AVAILABLE RECORDS START

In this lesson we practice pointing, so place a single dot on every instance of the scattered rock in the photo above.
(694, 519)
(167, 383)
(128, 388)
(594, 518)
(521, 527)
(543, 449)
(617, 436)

AVAILABLE RECORDS END

▸ **REQUIREMENT**: Copy each entry exactly, with nothing added or dropped.

▸ **SOLUTION TO THIS EXERCISE**:
In this lesson we practice pointing, so place a single dot on every instance of the scattered rock in the photo above.
(694, 519)
(167, 383)
(128, 388)
(594, 518)
(521, 527)
(543, 449)
(617, 436)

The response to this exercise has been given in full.